▸ Stated goal
Your copy should begin at the line containing "blue jeans -> trace every instance" and end at the last line of the records; transcribe those lines exactly and leave out every picture.

▸ Material supplied

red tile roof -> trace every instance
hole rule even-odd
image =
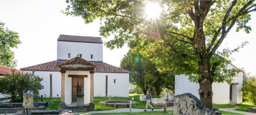
[[[60,34],[58,41],[73,42],[87,42],[102,44],[102,40],[100,37],[82,36]]]
[[[0,66],[0,74],[11,74],[12,70],[14,69],[16,73],[21,73],[21,71],[2,66]]]
[[[58,64],[63,63],[64,61],[53,61],[26,67],[21,68],[22,71],[60,71],[60,68],[58,66]],[[130,73],[129,71],[121,68],[112,66],[104,62],[91,62],[97,66],[95,68],[94,71],[98,73]]]

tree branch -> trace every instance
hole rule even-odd
[[[187,38],[187,39],[188,39],[188,40],[190,40],[190,41],[193,41],[193,40],[192,40],[192,38],[191,38],[190,37],[188,37],[188,36],[185,35],[184,35],[184,34],[181,34],[181,33],[176,33],[176,32],[173,32],[171,31],[168,31],[168,32],[169,32],[169,33],[171,33],[171,34],[175,34],[175,35],[178,35],[178,36],[182,36],[182,37],[185,37],[185,38]]]
[[[222,8],[223,8],[225,11],[227,11],[227,10],[226,10],[226,9],[225,9],[225,8],[224,8],[224,7],[223,7],[222,6],[222,5],[221,5],[221,4],[220,4],[220,3],[218,3],[218,2],[216,2],[216,1],[215,1],[215,3],[218,3],[218,4],[219,4],[220,5],[220,6],[221,6],[221,7],[222,7]]]
[[[214,75],[214,71],[215,71],[215,69],[216,69],[217,66],[220,65],[220,63],[215,62],[214,63],[213,65],[212,65],[212,69],[211,70],[211,74],[213,76]]]
[[[245,9],[246,8],[248,7],[250,4],[251,4],[254,1],[254,0],[250,0],[248,3],[246,4],[245,5],[243,8],[242,8],[238,12],[238,13],[236,15],[236,16],[234,18],[234,19],[232,21],[232,22],[231,23],[231,25],[229,26],[228,28],[228,29],[227,29],[227,30],[224,30],[224,32],[222,32],[222,33],[221,34],[221,36],[220,36],[220,39],[217,42],[217,43],[216,44],[215,44],[215,45],[214,45],[214,46],[213,46],[213,48],[212,48],[212,50],[211,51],[211,53],[210,53],[209,56],[211,57],[212,56],[213,54],[216,51],[217,49],[218,49],[220,45],[220,44],[221,44],[222,42],[222,41],[223,40],[224,40],[224,38],[225,38],[225,37],[227,36],[227,34],[229,32],[229,31],[232,28],[232,27],[233,27],[233,26],[235,25],[235,24],[236,23],[236,21],[237,20],[237,19],[238,18],[238,17],[241,16],[241,13],[245,10]],[[232,4],[233,4],[233,2],[232,2]],[[225,18],[225,17],[224,17]],[[226,20],[226,19],[225,20]],[[224,20],[224,19],[223,19],[223,21],[225,20]],[[222,27],[222,31],[223,31],[223,29],[224,29],[224,28],[223,27],[223,26],[224,26],[225,27],[225,25],[223,25]]]
[[[181,39],[180,39],[178,38],[175,38],[175,39],[176,40],[178,40],[178,41],[180,41],[183,42],[184,42],[184,43],[186,43],[186,44],[189,44],[192,45],[192,44],[191,44],[191,43],[189,43],[188,42],[187,42],[187,41],[184,41],[184,40],[181,40]]]

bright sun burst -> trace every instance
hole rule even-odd
[[[158,3],[149,2],[146,5],[146,15],[149,19],[158,17],[161,11],[162,8]]]

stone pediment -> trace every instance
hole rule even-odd
[[[77,56],[58,65],[61,70],[73,71],[93,70],[97,67],[79,56]]]

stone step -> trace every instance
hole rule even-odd
[[[73,111],[73,112],[87,112],[87,108],[74,108]]]

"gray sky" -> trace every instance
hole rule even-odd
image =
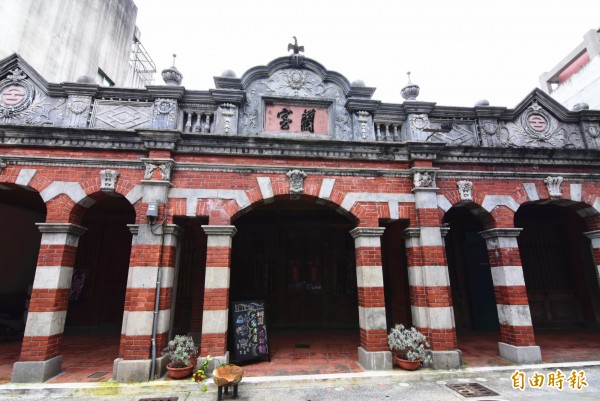
[[[306,57],[375,99],[402,103],[411,71],[419,100],[448,106],[514,107],[600,27],[599,0],[135,0],[142,44],[160,71],[172,64],[187,89],[213,76],[287,54],[297,36]]]

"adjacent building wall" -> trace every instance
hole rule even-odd
[[[0,59],[18,53],[49,82],[74,82],[100,68],[117,86],[132,86],[129,57],[133,0],[3,0]]]
[[[592,29],[583,38],[550,72],[540,76],[540,85],[569,110],[578,103],[600,110],[600,32]]]

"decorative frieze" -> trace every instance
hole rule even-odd
[[[91,107],[91,96],[69,96],[65,109],[65,125],[67,127],[87,127]]]
[[[100,170],[100,189],[105,192],[114,192],[118,178],[117,170]]]
[[[369,112],[358,111],[356,115],[358,116],[358,124],[360,125],[360,138],[365,140],[367,139],[367,124],[369,122]]]
[[[473,183],[471,181],[458,181],[456,183],[461,201],[473,200]]]
[[[290,181],[291,199],[299,199],[300,195],[304,193],[304,179],[306,178],[306,173],[301,170],[290,170],[286,175]]]
[[[435,188],[435,171],[418,170],[413,174],[415,188]]]
[[[172,160],[145,160],[144,180],[152,180],[154,171],[158,169],[162,181],[171,181],[174,165],[175,163]]]
[[[174,99],[156,99],[152,127],[158,129],[175,128],[177,101]]]
[[[548,176],[544,179],[544,184],[548,188],[548,194],[551,198],[560,198],[562,196],[563,178],[560,176]]]

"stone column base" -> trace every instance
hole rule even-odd
[[[201,331],[188,331],[188,336],[192,337],[195,344],[202,343],[202,332]]]
[[[42,383],[59,374],[62,355],[47,361],[15,362],[10,381],[12,383]]]
[[[151,359],[117,358],[113,363],[113,380],[121,383],[147,382],[160,379],[167,371],[167,358],[156,358],[154,377],[150,379]]]
[[[508,359],[511,362],[516,362],[520,365],[528,363],[541,363],[542,352],[537,345],[516,346],[507,343],[499,342],[498,350],[500,356]]]
[[[196,369],[200,368],[200,365],[204,363],[206,360],[205,357],[199,356],[198,362],[196,363]],[[217,368],[221,365],[227,365],[229,363],[229,351],[225,352],[225,355],[221,356],[210,356],[210,362],[208,363],[208,373],[212,373],[214,368]]]
[[[461,366],[462,352],[459,349],[431,351],[431,367],[433,369],[460,369]]]
[[[392,353],[390,351],[366,351],[358,347],[358,363],[365,370],[392,369]]]

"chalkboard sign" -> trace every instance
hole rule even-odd
[[[270,361],[265,301],[233,302],[231,312],[233,361]]]

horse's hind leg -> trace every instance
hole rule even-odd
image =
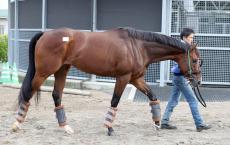
[[[145,83],[144,77],[132,80],[131,82],[138,90],[144,93],[149,98],[149,105],[151,107],[152,119],[155,122],[155,127],[158,130],[160,128],[160,100],[157,99],[156,95],[152,92],[150,87]]]
[[[48,76],[47,76],[48,77]],[[13,131],[17,131],[20,128],[20,125],[24,122],[26,118],[27,111],[30,106],[30,99],[33,97],[34,93],[38,91],[42,83],[46,80],[47,77],[40,76],[38,73],[35,73],[35,76],[32,81],[31,90],[28,91],[27,96],[24,96],[24,101],[19,104],[16,122],[12,126]],[[20,95],[25,95],[21,93]]]
[[[64,128],[67,133],[72,134],[74,133],[74,131],[66,123],[64,107],[61,104],[62,92],[65,86],[66,76],[69,69],[70,69],[70,65],[63,65],[54,74],[55,82],[54,82],[54,90],[52,96],[55,104],[56,118],[58,120],[59,126]]]
[[[108,128],[108,135],[111,136],[114,133],[112,128],[112,123],[115,120],[116,112],[117,112],[117,105],[120,101],[121,95],[125,89],[125,86],[130,80],[131,75],[125,75],[122,77],[118,77],[116,79],[116,84],[113,92],[113,98],[111,100],[111,107],[109,108],[106,117],[105,117],[105,127]]]

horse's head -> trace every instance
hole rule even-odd
[[[190,80],[192,86],[198,86],[201,82],[202,60],[197,44],[192,44],[182,58],[179,61],[181,72]]]

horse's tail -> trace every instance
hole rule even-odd
[[[26,76],[21,86],[20,93],[18,95],[18,105],[22,102],[29,102],[32,93],[32,80],[35,75],[35,60],[34,60],[34,53],[35,53],[35,46],[39,38],[43,35],[43,32],[38,32],[34,35],[34,37],[30,40],[29,44],[29,66],[27,69]],[[39,93],[37,93],[39,95]],[[38,96],[36,97],[38,98]]]

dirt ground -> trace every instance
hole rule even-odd
[[[200,112],[212,129],[196,132],[187,103],[180,102],[172,115],[177,130],[153,128],[148,103],[122,99],[114,122],[116,135],[109,137],[103,126],[111,95],[90,91],[91,96],[63,95],[68,124],[75,130],[69,135],[58,127],[51,93],[42,92],[39,106],[31,100],[26,122],[16,133],[18,89],[0,86],[0,145],[230,145],[230,102],[207,103]],[[161,103],[162,113],[166,102]]]

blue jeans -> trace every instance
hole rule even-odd
[[[186,101],[189,103],[190,110],[192,112],[192,116],[195,122],[196,127],[203,124],[203,119],[200,116],[199,110],[198,110],[198,102],[195,97],[195,94],[192,90],[192,87],[188,83],[188,81],[185,79],[184,76],[174,76],[173,77],[173,89],[172,94],[169,98],[168,104],[166,106],[163,118],[162,118],[162,124],[168,124],[170,117],[172,115],[173,109],[176,107],[180,100],[181,92],[185,96]]]

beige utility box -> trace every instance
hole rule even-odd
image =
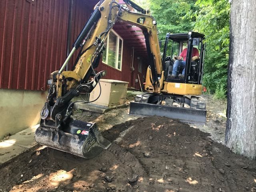
[[[128,82],[118,80],[100,79],[101,94],[98,100],[91,103],[106,107],[125,103]],[[94,100],[100,94],[99,84],[90,95],[90,101]]]

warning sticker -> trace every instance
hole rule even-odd
[[[180,84],[179,83],[176,83],[175,84],[175,88],[180,88]]]
[[[92,59],[92,55],[90,55],[89,56],[89,57],[88,57],[88,58],[87,59],[87,60],[86,60],[86,61],[88,63],[90,63],[90,64],[91,59]]]
[[[81,134],[83,135],[88,135],[88,133],[89,133],[89,131],[85,131],[84,130],[82,131],[82,133],[81,133]]]

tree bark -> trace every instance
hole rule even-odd
[[[237,154],[256,159],[256,3],[231,1],[225,141]]]

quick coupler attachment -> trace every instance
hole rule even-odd
[[[41,124],[35,140],[42,145],[86,159],[96,156],[111,144],[102,135],[96,123],[72,120],[58,130]]]

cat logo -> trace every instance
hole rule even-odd
[[[140,24],[144,24],[144,22],[146,20],[146,18],[145,17],[140,17],[138,18],[137,20],[137,22]]]

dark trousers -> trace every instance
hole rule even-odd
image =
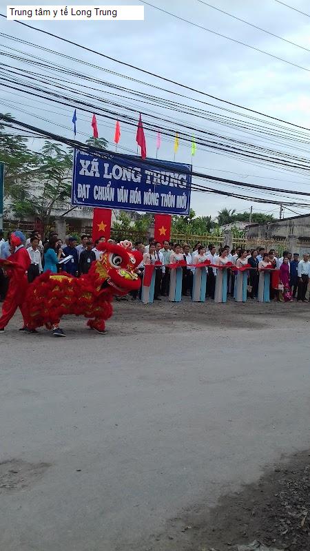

▸ Result for this task
blue jeans -> trace every instance
hole rule even-odd
[[[186,101],[189,103],[190,110],[192,112],[192,116],[195,122],[196,127],[203,124],[203,119],[200,116],[199,110],[198,110],[198,102],[195,97],[195,94],[192,90],[192,87],[188,83],[188,81],[185,79],[184,76],[174,76],[173,77],[173,89],[172,94],[169,98],[168,104],[166,106],[163,118],[162,118],[162,124],[168,124],[170,117],[172,115],[173,109],[176,107],[180,100],[181,92],[185,96]]]

beige utility box -> trace every instance
hole rule even-odd
image =
[[[128,82],[118,80],[100,79],[101,94],[98,100],[91,103],[106,107],[125,103]],[[94,100],[100,94],[99,84],[90,95],[90,101]]]

warning sticker -> trace every instance
hole rule even-odd
[[[180,84],[179,83],[176,83],[175,84],[175,88],[180,88]]]
[[[92,59],[92,55],[90,55],[89,56],[89,57],[88,57],[88,58],[87,59],[87,60],[86,60],[86,61],[88,63],[90,63],[90,64],[91,59]]]
[[[81,134],[83,135],[88,135],[88,133],[89,133],[89,131],[85,131],[84,130],[82,131],[82,133],[81,133]]]

tree bark -> trace every instance
hole rule even-odd
[[[237,154],[256,159],[256,3],[231,1],[225,141]]]

quick coupler attachment -> trace every instance
hole rule even-odd
[[[41,124],[35,140],[42,145],[86,159],[96,156],[111,144],[102,135],[96,123],[72,120],[58,130]]]

cat logo -> trace every instance
hole rule even-odd
[[[140,24],[144,24],[144,22],[146,20],[146,18],[145,17],[140,17],[138,18],[137,20],[137,22]]]

dark trousers -> trace every instance
hole rule even-odd
image =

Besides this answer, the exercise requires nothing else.